[Request]
Pull out the lines below verbatim, leaving the pictures out of your copy.

[Supplied data]

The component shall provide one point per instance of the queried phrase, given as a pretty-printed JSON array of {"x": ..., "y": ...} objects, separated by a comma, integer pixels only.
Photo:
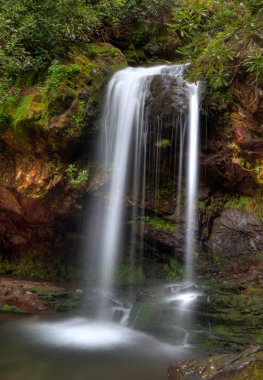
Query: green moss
[
  {"x": 127, "y": 274},
  {"x": 10, "y": 309},
  {"x": 173, "y": 270},
  {"x": 158, "y": 223}
]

[Result for this exercise]
The component shall provide one point per instance of the queried phrase, given as a pretty-printed JSON array of {"x": ..., "y": ...} objects, separated by a comma, integer pixels only.
Photo:
Query: green moss
[
  {"x": 127, "y": 274},
  {"x": 10, "y": 309},
  {"x": 173, "y": 270},
  {"x": 158, "y": 223}
]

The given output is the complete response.